Extract provided:
* START *

It is as far greater than “weep and wail so that God might have mercy on you” as an eagle is greater than a sparrow.

Though turning from sin is part of the Christian life, it is only a small part of what metanoia is about. In fact the New Kingdom that Jesus proclaimed with His call for “Metanoia” was and is a kingdom in which the power of sin is destroyed.

It means a movement of the whole mind forwards, to which a looking backwards is only incidental (p 15).

Peter, Zacchaeus, and the “woman who was a sinner,” all were aware of their sinfulness before the Holy One of God, and that will be true for everyone who comes to Him. But what He invites us to is beyond the constant cycle of awareness of and forgiveness of sins. He invites us all to Metanoia.

A Whole New Way of Thinking

When we talk about “metanoia” as simply being sorry for sins and asking for forgiveness, is this not making the gospel too small?

Our Lord Jesus was welcoming all who would hear, all who would see, into nothing less than a new life.

Not a new life of A New List of Rules, but a new life of Everything is Different. To paraphrase from page 137:

The real power of the new life lies in looking forward, not backward.

It lies in faith, not fear.

In knowledge, not sorrow.

It is an awakening to righteousness and therefore a sinning not. . . .

* END *

(Pointing records)
* START *

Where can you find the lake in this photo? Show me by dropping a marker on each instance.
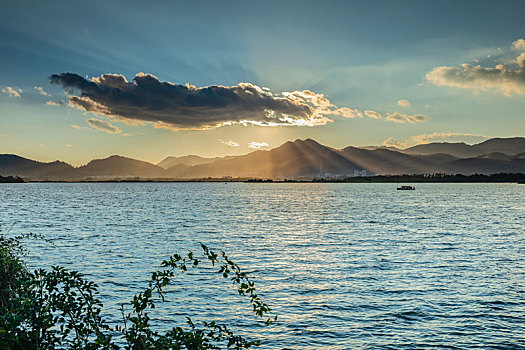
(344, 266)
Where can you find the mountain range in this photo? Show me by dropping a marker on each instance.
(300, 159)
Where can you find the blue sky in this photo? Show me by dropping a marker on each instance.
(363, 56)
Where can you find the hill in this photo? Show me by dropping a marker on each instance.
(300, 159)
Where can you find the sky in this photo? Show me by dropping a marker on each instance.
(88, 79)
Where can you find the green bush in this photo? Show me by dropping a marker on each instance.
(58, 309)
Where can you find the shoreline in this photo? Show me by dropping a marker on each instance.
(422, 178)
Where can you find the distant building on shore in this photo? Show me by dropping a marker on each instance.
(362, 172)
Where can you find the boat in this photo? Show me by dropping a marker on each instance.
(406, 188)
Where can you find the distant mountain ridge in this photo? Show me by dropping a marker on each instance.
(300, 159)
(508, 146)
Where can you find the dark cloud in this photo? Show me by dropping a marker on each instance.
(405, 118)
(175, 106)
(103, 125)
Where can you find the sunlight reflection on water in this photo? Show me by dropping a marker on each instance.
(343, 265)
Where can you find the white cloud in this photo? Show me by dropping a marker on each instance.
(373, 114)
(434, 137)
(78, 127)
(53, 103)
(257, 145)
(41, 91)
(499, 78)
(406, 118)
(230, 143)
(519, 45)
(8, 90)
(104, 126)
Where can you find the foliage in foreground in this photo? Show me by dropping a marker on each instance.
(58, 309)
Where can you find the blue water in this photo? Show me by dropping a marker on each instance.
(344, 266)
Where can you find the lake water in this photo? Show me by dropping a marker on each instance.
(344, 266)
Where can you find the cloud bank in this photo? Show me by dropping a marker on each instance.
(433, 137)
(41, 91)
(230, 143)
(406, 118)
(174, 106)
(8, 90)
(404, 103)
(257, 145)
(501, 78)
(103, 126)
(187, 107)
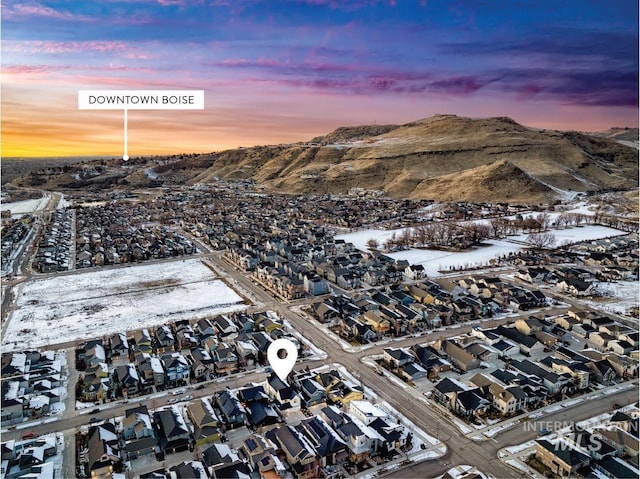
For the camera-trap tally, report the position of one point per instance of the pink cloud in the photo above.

* END *

Directions:
1. In the passage on metanoia, where does the paraphrase from page 137 say the real power of the new life lies?
2. Go on with the passage on metanoia, picking up after its final sentence.
This material stands apart from the passage on metanoia.

Expected results:
1. In looking forward, not backward.

2.
Metanoia is a word profound enough to describe the mightiest motive that could energize the nature of man, that is, the personal power of the Son of God.

It expounds the mightiest influence that could enter his inmost being to the upbuilding of his character and life, namely, the inspiration of the Spirit of God.

A New Reading of Scripture—Some Examples

Jesus’ first cry

I’ve mentioned this a few times already, but as His first “announcement” to His hearers, it’s incredibly important. Here’s a quote from another blogger on the same subject:

Was the major proclamation of Jesus and the apostles “Repent! Feel sorry for your sins!”? Or was it “Metanoia! Think a new way!”? Do you see what a difference these two words make?

John’s baptism

John’s baptism, we read in our Bibles, was a “baptism of repentance for the remission of sins.” We think then, that the people were sorry for their sins and afraid of God’s judgment.

But that isn’t what it says. John’s baptism was a “baptism of metanoia.”

It was a baptism signaling, heralding the transformation of life that was to come. Those who were baptized signaled their desire to enter into the new way that this wilderness prophet was heralding.

John’s baptism was for the “sending away” of sins—“the natural effect is to set the soul free from the bondage of the disposition to sin.” (p 49)

When metanoia becomes a reality in the life, sins are sent away. They no longer have power over us.

And now the difficulties with “Why would Jesus receive a baptism that was all about being sorry for sins?” falls away. That wasn’t what it was about at all.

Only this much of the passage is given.